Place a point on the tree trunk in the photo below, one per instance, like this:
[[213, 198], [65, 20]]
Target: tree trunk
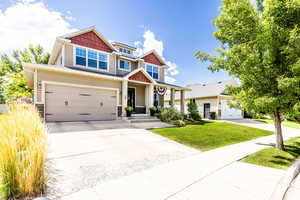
[[278, 131]]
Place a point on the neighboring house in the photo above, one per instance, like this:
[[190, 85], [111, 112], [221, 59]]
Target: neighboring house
[[90, 78], [209, 98]]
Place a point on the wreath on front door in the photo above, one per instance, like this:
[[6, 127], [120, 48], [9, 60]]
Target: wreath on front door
[[161, 91]]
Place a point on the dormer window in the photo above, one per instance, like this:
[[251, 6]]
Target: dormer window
[[122, 50], [152, 70], [124, 65], [85, 57]]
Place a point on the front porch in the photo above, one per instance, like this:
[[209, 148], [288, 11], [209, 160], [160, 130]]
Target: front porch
[[141, 91]]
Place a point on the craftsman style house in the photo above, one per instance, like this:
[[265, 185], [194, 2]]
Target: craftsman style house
[[90, 78]]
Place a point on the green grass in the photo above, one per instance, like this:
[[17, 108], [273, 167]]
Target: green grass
[[272, 157], [210, 135], [287, 123]]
★ ★ ★ ★ ★ ★ ★
**Stated goal**. Rewrite all of the material above, swapping every occurrence of "photo" for "image" and leaving everything else unchanged. Leave the pictures out of your answer.

**Result of this exercise**.
Place a point on the tree trunk in the image below, one per instance, like this:
[[213, 198], [65, 20]]
Target: tree trunk
[[278, 131]]
Place a point on the neighboring house in the image above, one per instance, like this:
[[190, 85], [111, 112], [221, 59]]
Target: neighboring house
[[90, 78], [209, 98]]
Place a point on the wreath on front door in the image above, one per instance, like this:
[[6, 127], [120, 48], [9, 60]]
Target: wreath on front door
[[161, 91]]
Place a point on the dormer window in the image above, one per instance, like this:
[[251, 6]]
Target: dormer window
[[122, 50], [152, 70], [124, 65], [85, 57]]
Place a point on the front porch in the image above, one per instance, like this:
[[209, 148], [288, 11], [209, 160], [160, 130]]
Target: front porch
[[141, 91]]
Place a point on the craftsman style house in the image above, one per instance, like this:
[[265, 185], [194, 2]]
Target: craftsman style house
[[90, 78]]
Place a point on the green grass in the image above, one per instance, like this:
[[17, 108], [273, 167]]
Target: green grass
[[272, 157], [210, 135], [287, 123]]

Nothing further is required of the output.